:: YOUR TASK ::
Starting with the line that contains "Circle every framed", copy every remaining line of the data below exactly, the last one included.

Records contained in a dataset
════════

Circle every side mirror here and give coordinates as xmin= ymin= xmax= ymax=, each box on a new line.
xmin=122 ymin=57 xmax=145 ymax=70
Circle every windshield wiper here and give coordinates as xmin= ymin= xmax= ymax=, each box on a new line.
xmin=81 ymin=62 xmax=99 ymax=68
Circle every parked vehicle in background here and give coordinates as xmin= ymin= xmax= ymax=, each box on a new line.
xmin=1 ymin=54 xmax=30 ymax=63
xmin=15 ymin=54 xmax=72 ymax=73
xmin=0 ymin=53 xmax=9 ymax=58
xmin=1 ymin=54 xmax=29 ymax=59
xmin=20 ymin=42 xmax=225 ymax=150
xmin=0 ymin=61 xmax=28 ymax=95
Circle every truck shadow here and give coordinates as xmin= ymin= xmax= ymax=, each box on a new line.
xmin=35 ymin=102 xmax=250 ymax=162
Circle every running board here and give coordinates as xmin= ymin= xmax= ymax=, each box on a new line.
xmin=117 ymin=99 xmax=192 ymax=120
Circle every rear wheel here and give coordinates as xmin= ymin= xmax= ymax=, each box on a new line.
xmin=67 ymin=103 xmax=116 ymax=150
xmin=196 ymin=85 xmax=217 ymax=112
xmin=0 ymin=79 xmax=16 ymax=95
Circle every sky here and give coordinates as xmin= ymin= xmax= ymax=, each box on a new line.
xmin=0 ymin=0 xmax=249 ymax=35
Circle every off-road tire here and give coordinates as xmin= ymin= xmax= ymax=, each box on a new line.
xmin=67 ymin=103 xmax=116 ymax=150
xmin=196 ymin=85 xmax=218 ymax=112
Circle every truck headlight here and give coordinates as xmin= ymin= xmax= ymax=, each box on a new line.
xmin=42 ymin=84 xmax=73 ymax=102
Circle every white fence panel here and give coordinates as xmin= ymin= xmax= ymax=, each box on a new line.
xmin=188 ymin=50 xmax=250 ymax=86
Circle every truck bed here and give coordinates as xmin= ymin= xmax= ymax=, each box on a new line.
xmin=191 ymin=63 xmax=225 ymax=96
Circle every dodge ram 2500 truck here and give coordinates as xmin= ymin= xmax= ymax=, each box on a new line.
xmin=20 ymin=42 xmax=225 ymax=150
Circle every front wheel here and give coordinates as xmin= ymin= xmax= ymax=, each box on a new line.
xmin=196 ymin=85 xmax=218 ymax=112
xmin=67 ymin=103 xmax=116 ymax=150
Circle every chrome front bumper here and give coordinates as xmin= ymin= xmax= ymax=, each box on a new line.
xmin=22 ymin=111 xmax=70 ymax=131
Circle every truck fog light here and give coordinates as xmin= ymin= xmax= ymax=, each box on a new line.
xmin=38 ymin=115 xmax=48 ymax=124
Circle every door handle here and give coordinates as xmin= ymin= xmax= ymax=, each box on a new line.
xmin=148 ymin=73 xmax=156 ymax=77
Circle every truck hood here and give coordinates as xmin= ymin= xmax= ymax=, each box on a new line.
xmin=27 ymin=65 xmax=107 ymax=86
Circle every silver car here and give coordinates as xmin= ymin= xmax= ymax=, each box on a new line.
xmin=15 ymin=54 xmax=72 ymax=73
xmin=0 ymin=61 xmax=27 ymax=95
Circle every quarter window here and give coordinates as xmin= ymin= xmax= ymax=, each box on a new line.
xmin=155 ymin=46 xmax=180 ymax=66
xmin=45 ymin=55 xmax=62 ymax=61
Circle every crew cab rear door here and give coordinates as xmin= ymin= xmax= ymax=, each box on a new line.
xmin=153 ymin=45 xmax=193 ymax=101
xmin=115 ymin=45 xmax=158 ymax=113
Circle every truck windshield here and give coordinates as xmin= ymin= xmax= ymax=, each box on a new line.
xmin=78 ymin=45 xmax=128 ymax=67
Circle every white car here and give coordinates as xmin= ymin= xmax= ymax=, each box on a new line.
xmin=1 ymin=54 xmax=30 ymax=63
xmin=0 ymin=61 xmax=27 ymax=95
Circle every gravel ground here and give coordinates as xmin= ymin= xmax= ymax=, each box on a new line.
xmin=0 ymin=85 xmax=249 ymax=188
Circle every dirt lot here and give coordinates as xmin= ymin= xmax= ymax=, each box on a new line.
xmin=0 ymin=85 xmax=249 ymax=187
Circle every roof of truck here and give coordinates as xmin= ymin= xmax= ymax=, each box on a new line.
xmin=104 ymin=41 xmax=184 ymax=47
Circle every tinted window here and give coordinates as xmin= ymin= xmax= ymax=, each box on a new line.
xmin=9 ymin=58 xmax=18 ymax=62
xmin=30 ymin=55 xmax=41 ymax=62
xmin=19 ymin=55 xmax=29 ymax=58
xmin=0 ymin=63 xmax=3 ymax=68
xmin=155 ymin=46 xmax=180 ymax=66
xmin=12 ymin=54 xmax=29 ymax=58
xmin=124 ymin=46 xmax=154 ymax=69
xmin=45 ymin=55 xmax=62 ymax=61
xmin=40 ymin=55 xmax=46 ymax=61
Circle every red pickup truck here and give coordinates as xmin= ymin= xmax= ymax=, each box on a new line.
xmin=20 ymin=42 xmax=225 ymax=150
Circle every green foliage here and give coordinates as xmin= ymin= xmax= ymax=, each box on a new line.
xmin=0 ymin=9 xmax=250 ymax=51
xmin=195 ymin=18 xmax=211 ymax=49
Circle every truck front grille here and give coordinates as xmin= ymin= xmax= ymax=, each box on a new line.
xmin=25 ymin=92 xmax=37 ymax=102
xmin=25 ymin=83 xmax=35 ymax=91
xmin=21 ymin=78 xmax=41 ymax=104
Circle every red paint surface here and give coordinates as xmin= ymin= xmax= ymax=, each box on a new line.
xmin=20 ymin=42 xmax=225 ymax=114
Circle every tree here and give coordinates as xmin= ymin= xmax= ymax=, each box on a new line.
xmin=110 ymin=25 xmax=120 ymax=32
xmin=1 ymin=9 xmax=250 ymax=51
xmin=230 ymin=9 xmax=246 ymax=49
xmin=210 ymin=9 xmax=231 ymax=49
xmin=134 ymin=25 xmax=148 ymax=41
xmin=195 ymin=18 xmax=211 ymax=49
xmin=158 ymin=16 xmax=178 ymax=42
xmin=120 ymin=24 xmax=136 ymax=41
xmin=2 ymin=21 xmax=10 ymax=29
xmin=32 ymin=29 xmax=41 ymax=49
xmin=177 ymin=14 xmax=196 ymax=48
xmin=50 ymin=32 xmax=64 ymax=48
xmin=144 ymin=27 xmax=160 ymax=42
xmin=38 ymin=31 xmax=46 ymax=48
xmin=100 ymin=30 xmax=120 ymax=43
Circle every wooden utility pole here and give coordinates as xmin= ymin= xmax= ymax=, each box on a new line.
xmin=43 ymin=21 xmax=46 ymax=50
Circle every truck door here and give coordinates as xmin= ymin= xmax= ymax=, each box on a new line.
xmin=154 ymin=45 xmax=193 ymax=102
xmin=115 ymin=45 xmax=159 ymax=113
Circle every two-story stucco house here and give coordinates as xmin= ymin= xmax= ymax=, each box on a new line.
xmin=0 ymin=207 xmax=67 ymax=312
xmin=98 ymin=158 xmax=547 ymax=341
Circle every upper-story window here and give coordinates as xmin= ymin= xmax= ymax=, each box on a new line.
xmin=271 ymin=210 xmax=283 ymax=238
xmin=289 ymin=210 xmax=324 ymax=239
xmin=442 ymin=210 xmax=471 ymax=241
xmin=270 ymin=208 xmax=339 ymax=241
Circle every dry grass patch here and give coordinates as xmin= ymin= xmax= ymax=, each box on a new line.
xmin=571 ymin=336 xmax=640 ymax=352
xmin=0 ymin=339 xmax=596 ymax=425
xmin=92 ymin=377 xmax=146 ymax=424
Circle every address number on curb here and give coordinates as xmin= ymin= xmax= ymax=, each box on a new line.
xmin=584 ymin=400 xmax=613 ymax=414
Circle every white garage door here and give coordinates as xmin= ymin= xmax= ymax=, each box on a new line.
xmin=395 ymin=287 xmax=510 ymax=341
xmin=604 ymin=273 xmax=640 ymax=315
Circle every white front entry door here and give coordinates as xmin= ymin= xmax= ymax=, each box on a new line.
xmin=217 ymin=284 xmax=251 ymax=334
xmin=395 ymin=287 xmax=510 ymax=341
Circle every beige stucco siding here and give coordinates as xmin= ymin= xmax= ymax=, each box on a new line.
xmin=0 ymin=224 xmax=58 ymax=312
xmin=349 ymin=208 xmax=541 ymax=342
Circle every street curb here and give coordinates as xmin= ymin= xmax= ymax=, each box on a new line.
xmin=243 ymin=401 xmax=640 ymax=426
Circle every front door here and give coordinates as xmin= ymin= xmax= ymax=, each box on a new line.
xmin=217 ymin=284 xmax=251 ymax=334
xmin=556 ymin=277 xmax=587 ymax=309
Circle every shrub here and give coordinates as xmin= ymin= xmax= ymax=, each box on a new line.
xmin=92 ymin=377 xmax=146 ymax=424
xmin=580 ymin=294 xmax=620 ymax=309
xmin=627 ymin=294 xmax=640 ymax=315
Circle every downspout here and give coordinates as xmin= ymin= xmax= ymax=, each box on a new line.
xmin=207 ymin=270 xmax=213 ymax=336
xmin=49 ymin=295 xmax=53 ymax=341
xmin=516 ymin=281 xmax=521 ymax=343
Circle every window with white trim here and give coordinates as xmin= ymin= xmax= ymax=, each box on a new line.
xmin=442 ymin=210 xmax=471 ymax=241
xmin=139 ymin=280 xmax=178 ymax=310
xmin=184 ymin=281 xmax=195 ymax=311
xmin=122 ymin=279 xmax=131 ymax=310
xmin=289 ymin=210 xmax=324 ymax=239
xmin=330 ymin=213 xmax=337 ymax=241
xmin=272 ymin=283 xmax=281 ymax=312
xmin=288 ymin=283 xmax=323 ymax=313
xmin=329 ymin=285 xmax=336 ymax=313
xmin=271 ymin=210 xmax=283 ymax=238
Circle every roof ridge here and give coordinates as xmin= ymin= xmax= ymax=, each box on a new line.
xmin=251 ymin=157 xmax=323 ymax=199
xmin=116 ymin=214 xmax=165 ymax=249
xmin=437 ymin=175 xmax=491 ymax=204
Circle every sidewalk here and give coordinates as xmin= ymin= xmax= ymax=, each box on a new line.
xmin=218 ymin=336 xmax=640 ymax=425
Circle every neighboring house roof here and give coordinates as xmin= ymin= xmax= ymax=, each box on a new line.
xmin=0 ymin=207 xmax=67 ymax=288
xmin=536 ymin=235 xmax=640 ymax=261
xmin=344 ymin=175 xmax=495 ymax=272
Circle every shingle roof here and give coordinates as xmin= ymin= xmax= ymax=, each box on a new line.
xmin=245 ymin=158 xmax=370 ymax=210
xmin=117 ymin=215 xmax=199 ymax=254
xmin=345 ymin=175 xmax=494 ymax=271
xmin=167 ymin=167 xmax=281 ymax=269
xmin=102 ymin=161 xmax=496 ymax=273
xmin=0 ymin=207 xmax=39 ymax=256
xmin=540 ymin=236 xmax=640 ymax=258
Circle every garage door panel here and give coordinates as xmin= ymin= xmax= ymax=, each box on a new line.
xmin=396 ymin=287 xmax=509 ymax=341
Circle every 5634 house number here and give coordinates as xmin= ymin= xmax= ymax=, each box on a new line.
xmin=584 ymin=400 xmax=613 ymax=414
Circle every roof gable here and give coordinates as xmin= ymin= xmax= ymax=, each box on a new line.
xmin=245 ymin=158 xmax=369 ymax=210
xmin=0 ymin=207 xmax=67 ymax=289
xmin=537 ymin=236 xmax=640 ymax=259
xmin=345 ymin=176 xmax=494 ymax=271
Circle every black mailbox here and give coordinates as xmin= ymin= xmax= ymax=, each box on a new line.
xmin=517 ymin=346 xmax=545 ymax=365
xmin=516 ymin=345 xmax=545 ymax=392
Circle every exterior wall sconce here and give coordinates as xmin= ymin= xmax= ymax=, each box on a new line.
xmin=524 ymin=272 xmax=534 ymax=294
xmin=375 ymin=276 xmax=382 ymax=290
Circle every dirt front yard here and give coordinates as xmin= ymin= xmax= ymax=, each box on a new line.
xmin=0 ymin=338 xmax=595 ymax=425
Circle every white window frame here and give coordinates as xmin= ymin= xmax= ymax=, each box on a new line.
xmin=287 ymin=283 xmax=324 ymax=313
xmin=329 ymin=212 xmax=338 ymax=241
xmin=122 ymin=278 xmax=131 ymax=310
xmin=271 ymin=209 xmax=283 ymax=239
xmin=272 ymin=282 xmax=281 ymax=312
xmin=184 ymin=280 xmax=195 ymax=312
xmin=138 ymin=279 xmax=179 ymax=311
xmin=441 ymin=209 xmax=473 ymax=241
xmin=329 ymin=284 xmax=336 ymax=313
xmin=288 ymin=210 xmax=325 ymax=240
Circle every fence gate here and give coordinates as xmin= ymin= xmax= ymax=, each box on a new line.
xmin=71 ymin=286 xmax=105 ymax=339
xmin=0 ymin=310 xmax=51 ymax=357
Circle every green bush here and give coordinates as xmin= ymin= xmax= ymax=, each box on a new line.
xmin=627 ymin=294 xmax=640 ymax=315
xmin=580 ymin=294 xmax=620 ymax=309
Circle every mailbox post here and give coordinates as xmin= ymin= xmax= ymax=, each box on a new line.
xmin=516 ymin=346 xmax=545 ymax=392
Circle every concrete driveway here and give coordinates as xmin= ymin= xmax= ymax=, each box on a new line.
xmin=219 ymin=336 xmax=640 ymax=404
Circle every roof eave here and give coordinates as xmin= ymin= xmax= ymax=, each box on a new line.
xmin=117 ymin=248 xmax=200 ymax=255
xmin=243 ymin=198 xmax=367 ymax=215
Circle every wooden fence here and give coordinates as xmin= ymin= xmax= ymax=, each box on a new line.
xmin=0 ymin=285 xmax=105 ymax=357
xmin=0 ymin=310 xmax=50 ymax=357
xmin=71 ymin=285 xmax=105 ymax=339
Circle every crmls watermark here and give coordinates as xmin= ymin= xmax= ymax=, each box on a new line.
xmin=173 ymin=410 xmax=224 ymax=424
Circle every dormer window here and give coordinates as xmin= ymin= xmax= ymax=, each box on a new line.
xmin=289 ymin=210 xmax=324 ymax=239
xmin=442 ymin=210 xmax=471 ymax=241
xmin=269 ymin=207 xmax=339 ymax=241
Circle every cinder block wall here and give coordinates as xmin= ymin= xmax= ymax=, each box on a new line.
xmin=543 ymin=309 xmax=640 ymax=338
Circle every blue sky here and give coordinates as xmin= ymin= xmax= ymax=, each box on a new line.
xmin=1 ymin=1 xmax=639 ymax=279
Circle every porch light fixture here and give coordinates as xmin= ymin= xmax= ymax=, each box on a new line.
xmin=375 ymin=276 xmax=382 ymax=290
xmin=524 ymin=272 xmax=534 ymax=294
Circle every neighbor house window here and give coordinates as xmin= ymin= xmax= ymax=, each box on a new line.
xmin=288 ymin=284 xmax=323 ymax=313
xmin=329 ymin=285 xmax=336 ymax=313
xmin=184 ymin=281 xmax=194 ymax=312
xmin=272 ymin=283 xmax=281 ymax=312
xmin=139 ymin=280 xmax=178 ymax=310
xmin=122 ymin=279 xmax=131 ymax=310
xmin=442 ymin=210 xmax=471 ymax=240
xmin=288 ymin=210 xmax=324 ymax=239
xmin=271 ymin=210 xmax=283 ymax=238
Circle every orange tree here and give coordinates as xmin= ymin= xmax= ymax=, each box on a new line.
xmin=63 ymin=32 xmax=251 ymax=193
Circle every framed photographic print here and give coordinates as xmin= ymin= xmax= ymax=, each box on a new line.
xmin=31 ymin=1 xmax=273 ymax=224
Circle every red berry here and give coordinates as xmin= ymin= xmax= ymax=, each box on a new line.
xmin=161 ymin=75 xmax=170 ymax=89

════════

:: ANSWER TO THIS TASK ::
Circle every framed photographic print here and give coordinates as xmin= ymin= xmax= ymax=, each box on a new line.
xmin=31 ymin=1 xmax=273 ymax=224
Circle every red berry here and give coordinates as xmin= ymin= xmax= ymax=, each box on a new line.
xmin=161 ymin=75 xmax=170 ymax=89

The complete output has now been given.